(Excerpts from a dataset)
☆ ☆ ☆ ☆

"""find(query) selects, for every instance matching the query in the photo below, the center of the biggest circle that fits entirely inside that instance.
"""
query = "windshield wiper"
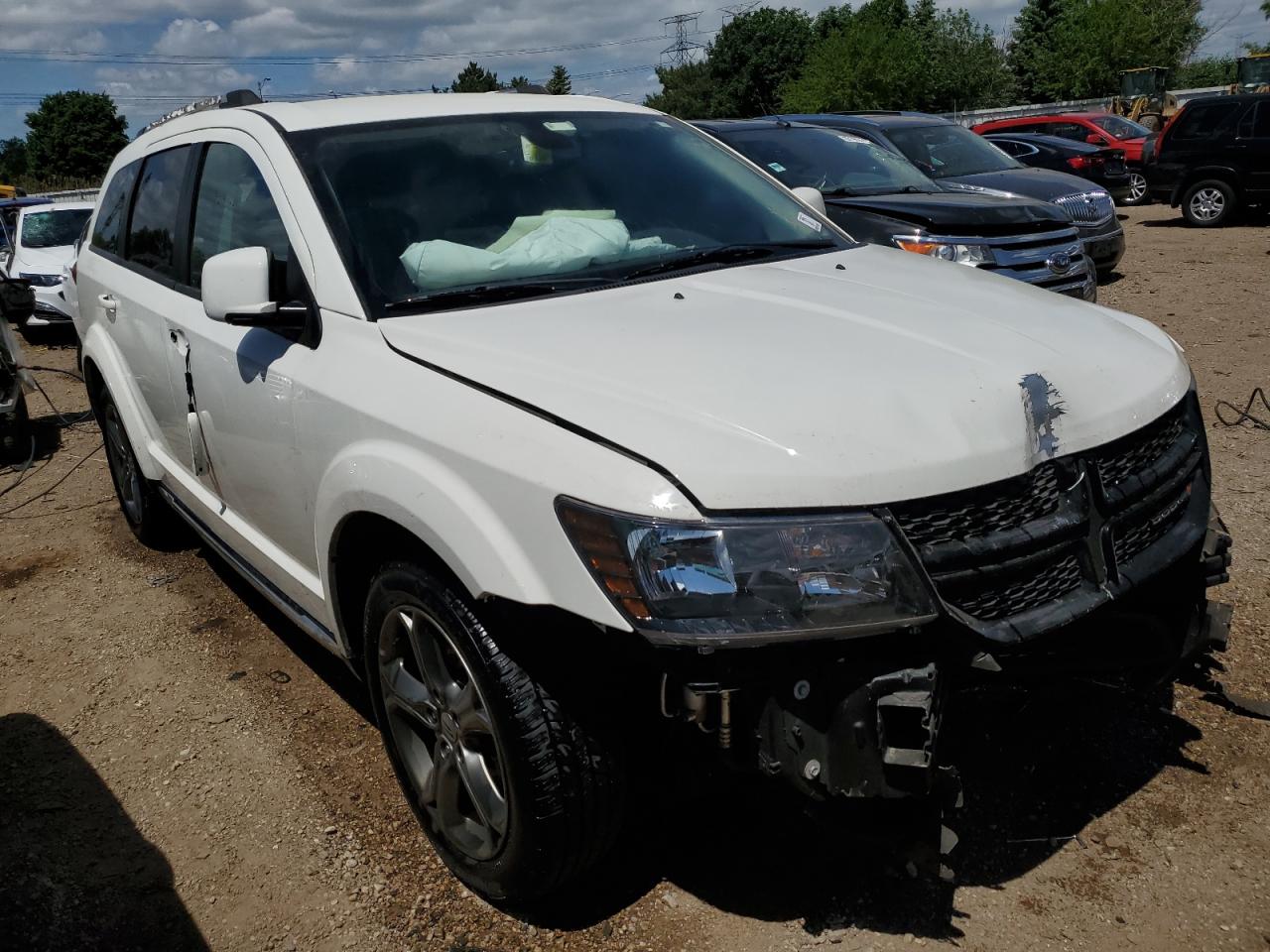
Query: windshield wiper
(488, 294)
(725, 254)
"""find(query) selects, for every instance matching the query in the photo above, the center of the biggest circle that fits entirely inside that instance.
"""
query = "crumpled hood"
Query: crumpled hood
(797, 384)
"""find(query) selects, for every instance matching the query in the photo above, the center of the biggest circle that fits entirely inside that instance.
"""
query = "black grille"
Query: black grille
(1024, 543)
(998, 507)
(1001, 601)
(1130, 454)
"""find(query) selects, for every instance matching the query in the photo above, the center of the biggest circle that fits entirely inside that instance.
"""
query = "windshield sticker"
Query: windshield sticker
(810, 221)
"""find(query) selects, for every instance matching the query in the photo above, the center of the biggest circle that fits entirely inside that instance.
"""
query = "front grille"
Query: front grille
(1062, 531)
(1087, 207)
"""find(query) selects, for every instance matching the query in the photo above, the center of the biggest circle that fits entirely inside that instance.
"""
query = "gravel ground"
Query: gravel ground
(182, 770)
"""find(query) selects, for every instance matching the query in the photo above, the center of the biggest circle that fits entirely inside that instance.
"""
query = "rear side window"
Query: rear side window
(1203, 121)
(234, 209)
(154, 212)
(113, 212)
(1256, 121)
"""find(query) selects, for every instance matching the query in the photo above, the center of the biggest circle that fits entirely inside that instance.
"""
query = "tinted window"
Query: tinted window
(947, 151)
(1203, 121)
(113, 211)
(154, 213)
(232, 209)
(54, 229)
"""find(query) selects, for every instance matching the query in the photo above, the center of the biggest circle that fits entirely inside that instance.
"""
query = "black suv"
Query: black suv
(881, 198)
(953, 157)
(1213, 158)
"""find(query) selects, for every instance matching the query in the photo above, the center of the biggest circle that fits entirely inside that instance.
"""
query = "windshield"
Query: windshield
(426, 207)
(829, 162)
(1120, 127)
(948, 151)
(54, 229)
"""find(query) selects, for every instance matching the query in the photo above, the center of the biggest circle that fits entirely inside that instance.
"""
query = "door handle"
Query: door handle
(109, 304)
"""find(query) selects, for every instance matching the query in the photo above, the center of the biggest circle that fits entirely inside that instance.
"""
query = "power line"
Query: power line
(683, 51)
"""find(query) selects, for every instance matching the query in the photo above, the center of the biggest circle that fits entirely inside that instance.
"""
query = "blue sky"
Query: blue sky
(200, 48)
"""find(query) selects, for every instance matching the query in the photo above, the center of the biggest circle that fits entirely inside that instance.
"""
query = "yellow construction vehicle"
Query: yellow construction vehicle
(1252, 73)
(1144, 98)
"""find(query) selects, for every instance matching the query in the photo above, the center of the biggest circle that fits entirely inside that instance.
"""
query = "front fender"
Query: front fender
(103, 353)
(458, 522)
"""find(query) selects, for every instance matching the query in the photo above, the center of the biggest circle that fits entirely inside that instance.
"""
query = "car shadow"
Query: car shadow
(75, 873)
(1037, 767)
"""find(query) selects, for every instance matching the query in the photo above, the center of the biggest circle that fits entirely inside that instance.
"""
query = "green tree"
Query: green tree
(474, 79)
(73, 135)
(1206, 71)
(13, 160)
(688, 91)
(753, 55)
(559, 84)
(1028, 40)
(1092, 41)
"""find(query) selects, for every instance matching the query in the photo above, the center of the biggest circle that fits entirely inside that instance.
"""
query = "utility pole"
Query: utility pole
(683, 51)
(734, 10)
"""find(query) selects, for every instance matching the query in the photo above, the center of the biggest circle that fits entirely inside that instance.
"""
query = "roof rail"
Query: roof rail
(230, 100)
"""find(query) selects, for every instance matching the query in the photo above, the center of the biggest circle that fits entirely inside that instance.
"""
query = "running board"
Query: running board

☆ ☆ ☆ ☆

| Task statement |
List all lines from the entries that include the word "running".

| Answer to the problem |
query = "running board"
Query: running board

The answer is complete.